## The problem
Report every line in the entries below that contains the string "cloud". Matching is case-sensitive.

# # # # #

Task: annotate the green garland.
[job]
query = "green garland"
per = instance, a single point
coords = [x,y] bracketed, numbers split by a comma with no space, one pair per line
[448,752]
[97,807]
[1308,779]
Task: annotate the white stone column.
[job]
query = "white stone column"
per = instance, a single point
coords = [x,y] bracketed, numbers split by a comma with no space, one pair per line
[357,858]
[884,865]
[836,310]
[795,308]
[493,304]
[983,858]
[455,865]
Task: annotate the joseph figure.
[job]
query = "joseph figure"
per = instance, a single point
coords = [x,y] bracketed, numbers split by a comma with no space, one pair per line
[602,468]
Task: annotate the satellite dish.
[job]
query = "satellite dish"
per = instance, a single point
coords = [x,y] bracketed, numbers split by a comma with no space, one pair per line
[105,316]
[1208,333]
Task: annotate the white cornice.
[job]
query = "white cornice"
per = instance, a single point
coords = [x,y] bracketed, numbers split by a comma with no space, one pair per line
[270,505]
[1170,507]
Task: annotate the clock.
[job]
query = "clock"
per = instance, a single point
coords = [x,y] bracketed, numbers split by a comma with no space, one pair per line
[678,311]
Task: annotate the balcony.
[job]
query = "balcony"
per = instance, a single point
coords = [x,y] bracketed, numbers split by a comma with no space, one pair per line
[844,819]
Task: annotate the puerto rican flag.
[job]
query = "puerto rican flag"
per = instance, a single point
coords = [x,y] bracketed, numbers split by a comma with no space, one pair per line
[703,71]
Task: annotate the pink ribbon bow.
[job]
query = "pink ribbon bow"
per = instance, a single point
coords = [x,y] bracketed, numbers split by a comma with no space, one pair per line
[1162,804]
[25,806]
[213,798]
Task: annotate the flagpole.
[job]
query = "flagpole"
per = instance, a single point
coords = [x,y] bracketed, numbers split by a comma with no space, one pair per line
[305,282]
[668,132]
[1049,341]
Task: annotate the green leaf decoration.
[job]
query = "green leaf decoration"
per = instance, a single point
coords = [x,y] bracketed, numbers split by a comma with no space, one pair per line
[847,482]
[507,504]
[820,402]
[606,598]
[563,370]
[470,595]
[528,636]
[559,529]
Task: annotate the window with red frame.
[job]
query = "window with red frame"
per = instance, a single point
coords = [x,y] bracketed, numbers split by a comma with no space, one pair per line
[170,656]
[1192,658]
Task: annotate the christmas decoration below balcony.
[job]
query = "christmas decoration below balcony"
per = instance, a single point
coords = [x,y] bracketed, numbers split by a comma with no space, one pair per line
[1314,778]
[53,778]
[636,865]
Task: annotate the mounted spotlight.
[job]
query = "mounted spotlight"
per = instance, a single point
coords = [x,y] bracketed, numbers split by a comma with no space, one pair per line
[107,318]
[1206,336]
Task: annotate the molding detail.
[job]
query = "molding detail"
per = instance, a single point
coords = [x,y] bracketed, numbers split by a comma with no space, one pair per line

# # # # #

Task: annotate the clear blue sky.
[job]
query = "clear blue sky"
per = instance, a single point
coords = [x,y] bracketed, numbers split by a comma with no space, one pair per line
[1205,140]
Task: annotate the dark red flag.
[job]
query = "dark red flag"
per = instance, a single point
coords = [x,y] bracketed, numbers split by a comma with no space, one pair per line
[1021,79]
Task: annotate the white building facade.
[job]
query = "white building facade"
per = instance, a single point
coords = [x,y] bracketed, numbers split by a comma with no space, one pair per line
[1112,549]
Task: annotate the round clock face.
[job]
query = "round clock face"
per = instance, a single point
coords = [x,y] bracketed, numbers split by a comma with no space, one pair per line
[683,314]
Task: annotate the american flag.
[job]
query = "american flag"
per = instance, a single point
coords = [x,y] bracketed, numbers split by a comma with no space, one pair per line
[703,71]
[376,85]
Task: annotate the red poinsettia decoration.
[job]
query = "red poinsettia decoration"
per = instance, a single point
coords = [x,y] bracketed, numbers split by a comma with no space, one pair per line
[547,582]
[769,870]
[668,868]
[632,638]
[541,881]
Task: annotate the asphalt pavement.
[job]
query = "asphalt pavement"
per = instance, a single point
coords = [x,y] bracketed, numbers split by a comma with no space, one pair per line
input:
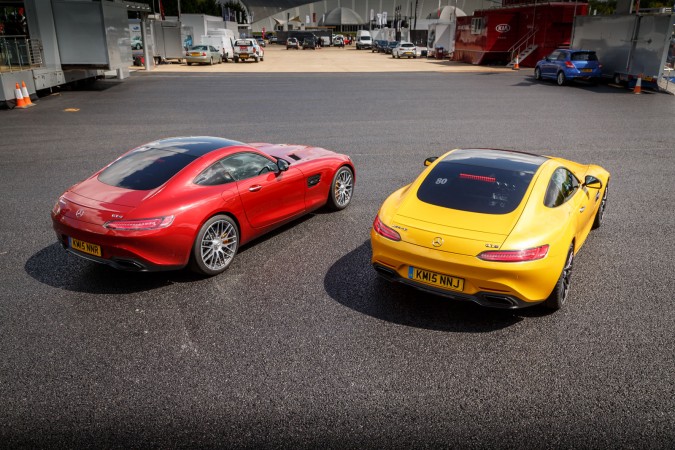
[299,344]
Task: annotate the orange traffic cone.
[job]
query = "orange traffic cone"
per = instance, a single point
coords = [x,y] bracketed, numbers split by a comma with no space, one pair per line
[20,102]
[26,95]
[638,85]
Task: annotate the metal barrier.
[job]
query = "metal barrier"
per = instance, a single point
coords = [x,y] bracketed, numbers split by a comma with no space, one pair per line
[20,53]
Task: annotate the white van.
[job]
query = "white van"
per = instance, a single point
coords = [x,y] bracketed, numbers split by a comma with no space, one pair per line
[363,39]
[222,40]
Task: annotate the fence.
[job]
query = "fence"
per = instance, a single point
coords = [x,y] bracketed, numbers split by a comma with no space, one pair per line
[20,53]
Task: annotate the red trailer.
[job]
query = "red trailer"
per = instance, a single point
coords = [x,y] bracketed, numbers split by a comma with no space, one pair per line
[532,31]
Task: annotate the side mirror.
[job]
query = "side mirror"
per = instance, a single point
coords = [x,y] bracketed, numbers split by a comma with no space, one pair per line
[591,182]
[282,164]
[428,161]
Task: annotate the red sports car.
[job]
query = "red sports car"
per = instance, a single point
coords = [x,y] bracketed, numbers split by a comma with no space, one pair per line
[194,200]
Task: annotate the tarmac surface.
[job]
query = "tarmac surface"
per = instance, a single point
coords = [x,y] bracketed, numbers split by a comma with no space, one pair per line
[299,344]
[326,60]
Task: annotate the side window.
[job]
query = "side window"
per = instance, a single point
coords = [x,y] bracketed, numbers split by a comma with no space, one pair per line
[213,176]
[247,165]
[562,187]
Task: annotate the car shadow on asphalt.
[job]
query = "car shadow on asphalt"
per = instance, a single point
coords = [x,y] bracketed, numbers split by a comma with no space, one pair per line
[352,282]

# # # # #

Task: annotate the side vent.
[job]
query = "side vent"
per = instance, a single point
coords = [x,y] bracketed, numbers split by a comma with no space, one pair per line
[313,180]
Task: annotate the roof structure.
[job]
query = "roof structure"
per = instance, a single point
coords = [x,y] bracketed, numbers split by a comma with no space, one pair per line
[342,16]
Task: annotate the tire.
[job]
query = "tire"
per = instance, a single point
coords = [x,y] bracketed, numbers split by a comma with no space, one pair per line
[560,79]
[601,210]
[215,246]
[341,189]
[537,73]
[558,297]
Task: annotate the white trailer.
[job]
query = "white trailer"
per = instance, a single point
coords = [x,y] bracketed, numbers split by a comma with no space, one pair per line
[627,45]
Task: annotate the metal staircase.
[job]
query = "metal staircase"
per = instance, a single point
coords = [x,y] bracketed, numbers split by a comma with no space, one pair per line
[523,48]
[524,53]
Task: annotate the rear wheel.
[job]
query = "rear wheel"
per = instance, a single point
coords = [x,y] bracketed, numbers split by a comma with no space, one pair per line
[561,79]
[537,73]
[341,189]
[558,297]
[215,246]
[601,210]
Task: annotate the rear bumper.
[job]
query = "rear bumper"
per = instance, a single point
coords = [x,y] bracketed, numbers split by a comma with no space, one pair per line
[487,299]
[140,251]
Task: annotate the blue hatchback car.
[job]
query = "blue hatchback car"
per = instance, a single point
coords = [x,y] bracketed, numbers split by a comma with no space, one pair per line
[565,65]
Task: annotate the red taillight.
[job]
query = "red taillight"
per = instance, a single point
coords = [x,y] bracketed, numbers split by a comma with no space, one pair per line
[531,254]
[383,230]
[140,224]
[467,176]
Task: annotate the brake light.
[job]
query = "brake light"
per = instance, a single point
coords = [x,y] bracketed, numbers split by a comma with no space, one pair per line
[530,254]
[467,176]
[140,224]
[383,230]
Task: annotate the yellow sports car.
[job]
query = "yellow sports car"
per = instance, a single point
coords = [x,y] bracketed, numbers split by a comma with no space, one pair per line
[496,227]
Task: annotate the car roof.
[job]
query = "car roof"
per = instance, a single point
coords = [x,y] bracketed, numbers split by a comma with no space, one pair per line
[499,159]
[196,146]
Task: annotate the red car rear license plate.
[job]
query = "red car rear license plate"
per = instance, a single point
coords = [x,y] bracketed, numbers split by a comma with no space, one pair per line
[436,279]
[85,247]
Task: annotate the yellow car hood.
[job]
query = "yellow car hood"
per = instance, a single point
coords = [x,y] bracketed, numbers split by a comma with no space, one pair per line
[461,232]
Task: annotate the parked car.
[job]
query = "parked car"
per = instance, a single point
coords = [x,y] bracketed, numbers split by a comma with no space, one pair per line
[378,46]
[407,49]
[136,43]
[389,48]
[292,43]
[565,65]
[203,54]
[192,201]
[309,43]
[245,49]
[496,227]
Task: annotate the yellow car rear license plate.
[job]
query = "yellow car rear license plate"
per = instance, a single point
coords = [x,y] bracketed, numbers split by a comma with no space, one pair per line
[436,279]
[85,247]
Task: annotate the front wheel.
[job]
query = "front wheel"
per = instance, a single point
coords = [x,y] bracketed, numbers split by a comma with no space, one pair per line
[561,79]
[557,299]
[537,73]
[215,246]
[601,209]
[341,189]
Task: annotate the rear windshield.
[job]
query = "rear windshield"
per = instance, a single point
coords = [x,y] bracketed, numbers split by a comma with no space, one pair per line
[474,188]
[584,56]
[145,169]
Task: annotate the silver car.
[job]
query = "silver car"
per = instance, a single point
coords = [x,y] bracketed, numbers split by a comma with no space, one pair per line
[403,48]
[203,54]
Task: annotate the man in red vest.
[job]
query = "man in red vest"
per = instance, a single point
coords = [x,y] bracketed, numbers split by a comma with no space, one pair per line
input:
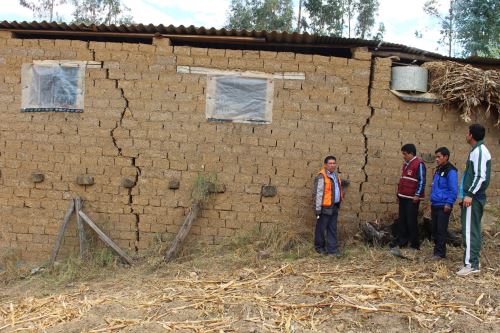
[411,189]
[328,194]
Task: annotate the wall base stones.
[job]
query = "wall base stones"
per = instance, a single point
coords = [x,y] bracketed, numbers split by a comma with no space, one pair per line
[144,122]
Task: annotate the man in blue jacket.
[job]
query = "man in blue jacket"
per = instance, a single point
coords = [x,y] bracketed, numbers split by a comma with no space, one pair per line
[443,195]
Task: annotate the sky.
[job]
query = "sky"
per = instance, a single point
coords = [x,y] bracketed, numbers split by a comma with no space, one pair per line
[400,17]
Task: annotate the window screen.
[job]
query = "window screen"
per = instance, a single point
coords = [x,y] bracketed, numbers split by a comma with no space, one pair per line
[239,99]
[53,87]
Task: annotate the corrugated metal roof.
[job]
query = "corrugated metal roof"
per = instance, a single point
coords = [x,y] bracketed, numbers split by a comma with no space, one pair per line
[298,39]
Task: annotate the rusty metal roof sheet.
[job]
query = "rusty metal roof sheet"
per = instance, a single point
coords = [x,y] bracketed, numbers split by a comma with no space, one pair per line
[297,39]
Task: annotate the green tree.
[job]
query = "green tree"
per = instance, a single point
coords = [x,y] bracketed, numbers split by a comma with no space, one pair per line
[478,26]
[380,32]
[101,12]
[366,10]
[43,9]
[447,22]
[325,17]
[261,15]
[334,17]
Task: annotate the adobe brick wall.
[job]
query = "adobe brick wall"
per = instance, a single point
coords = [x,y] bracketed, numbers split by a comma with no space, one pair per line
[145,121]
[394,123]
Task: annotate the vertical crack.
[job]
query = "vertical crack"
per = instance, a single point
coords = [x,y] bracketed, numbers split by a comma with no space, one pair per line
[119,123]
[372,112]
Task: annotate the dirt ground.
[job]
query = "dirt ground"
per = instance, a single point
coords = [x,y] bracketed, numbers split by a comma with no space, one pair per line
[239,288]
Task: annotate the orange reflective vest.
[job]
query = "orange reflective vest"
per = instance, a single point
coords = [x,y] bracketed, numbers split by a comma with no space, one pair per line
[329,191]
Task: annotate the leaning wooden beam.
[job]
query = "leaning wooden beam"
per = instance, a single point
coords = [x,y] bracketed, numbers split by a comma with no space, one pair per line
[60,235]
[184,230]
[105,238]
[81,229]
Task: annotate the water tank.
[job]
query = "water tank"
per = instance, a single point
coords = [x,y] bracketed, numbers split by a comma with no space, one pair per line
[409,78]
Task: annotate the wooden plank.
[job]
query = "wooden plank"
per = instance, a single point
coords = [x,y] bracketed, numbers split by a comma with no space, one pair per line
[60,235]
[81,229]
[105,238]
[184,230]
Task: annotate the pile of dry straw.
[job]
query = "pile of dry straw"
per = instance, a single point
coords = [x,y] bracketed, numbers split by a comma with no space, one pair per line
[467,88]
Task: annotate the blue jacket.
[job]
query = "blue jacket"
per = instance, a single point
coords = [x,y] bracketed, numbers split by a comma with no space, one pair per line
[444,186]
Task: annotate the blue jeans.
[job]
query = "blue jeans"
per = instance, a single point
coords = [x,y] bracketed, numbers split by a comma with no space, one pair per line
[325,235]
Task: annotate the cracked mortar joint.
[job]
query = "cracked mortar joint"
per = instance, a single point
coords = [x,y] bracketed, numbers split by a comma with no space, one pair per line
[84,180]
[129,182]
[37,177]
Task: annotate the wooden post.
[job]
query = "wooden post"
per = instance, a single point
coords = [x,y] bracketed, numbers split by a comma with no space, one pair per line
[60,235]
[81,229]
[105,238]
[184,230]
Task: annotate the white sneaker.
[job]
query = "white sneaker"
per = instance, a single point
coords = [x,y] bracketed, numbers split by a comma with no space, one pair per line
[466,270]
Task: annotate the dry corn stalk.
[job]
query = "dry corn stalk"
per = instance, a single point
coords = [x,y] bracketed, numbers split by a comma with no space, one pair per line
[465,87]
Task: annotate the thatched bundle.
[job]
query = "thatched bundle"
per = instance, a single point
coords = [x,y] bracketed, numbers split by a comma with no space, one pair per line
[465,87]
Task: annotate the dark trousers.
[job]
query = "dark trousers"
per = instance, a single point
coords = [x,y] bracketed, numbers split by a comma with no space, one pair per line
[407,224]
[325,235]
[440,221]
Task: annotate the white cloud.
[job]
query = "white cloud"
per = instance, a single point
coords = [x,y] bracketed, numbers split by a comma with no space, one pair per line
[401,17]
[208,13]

# # # # #

## Solution below
Task: annotate the white cloud.
query = "white cloud"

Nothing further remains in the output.